[Items in a dataset]
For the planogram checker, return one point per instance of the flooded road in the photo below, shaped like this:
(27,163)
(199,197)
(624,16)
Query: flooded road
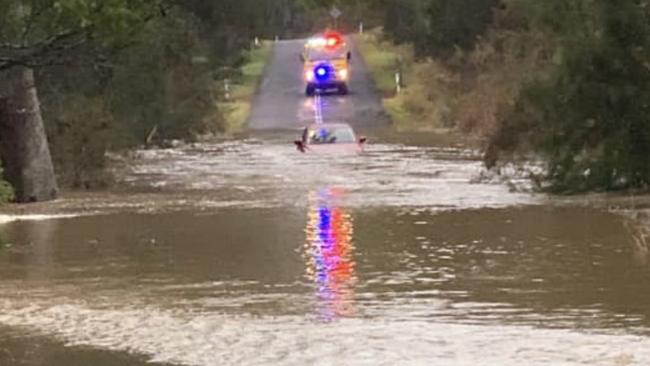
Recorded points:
(394,256)
(245,252)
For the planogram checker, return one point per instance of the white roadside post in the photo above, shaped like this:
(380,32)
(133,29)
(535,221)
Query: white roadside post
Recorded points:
(398,83)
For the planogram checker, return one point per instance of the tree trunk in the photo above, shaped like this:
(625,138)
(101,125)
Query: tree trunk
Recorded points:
(23,143)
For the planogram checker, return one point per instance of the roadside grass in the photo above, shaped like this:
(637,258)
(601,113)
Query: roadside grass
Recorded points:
(237,109)
(423,102)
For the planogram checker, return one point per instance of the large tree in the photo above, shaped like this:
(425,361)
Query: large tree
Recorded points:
(41,33)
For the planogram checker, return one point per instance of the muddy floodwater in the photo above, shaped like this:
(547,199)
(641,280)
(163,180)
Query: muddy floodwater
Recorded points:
(244,252)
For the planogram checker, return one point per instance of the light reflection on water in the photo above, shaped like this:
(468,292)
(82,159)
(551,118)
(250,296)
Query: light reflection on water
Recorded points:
(392,256)
(329,254)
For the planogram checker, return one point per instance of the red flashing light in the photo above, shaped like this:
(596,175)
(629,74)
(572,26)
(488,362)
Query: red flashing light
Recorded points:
(333,40)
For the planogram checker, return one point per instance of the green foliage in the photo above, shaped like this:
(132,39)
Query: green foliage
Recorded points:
(588,118)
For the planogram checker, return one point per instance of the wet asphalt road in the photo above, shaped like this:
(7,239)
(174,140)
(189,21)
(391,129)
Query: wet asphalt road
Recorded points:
(245,252)
(281,102)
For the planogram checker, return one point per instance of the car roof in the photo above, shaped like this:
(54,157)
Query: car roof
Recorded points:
(329,124)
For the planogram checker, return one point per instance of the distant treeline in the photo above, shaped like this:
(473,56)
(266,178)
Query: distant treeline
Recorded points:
(117,74)
(568,81)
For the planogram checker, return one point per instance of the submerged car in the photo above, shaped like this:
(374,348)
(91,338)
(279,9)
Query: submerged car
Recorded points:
(330,137)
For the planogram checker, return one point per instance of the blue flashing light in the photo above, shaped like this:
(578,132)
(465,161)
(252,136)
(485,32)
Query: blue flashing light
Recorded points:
(322,72)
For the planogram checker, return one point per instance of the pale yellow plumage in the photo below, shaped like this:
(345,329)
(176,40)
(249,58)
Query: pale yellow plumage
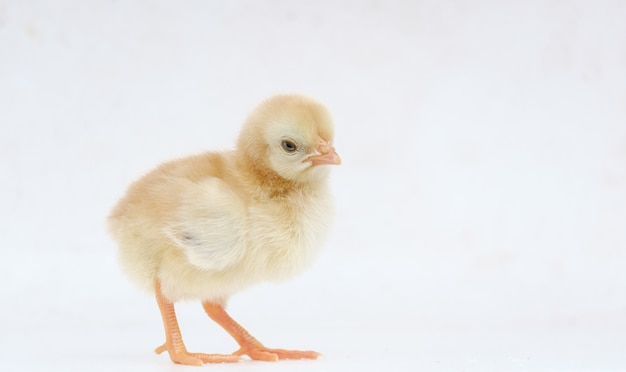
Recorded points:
(207,226)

## Exercise task
Return every item above word for word, with the pictures left out.

## Exercise answer
For the planogram checker, return one point per instance of the flooded road in the photo below, shaped like this:
(27,163)
(199,197)
(624,16)
Query: flooded road
Recorded points:
(394,256)
(245,252)
For the planogram checker, return one point per instance of the white roadside post in the photo above, shaped like this:
(380,32)
(133,29)
(535,221)
Query: white roadside post
Recorded points:
(398,83)
For the planogram checker, return one point per instance of the tree trunk in the photo above, shaped like this:
(625,138)
(101,125)
Query: tree trunk
Recorded points:
(23,143)
For the planogram checker, return one point per instance of the roadside grass in the photo above, shaped like this:
(637,258)
(601,113)
Query: roadside grass
Recorded points:
(237,109)
(423,102)
For the planogram checker, return one point per instance of the large tree in the photo above, shaped like this:
(425,361)
Query: large tree
Recorded points:
(41,33)
For the planogram checker, return one point per instance of the muddy floodwater in the photo above, shaped like this:
(547,199)
(641,280)
(163,180)
Query: muddy floodwater
Recorded points:
(244,252)
For the planogram checker, return one point per instance of the light reflection on water in the photo above, shaped like this:
(468,292)
(82,159)
(551,118)
(250,296)
Query: light reflection on water
Recorded points:
(392,256)
(329,254)
For the planogram checker, return one point per instance of the red flashing light in the photo above, shaped like this:
(596,175)
(629,74)
(572,26)
(488,362)
Query: red flashing light
Recorded points:
(333,40)
For the planogram checker, return one point per instance of the green foliage in the photo above, shaped like this:
(132,39)
Query: green foliage
Recorded points:
(588,118)
For the planogram checker, return one point per instance of the wet asphalt road in the photo above, shaped like this:
(7,239)
(174,140)
(189,21)
(391,129)
Query: wet asphalt road
Recorded points:
(245,252)
(281,102)
For the planogram checker, return one point per instance of the car roof in the photo above, shaped like this:
(54,157)
Query: car roof
Recorded points:
(329,124)
For the planogram checker, return one point per instance of the distant treeline in the photo above, shaped like this:
(473,56)
(266,178)
Query: distant treeline
Recorded points:
(117,74)
(568,81)
For the planogram checker, return one point per instance of the submerged car in the photo above, shaped like this:
(374,348)
(91,338)
(279,9)
Query: submerged car
Recorded points:
(330,137)
For the planogram checker, return one point per instance of the blue flashing light in the photo above, shaped like this:
(578,132)
(465,161)
(252,136)
(485,32)
Query: blue flashing light
Recorded points:
(322,72)
For the planogram checker, return one point per instance of the pale yellow plumage in the photo below, shaped like this:
(345,329)
(176,40)
(249,58)
Query: pale yellow plumage
Recorded points:
(207,226)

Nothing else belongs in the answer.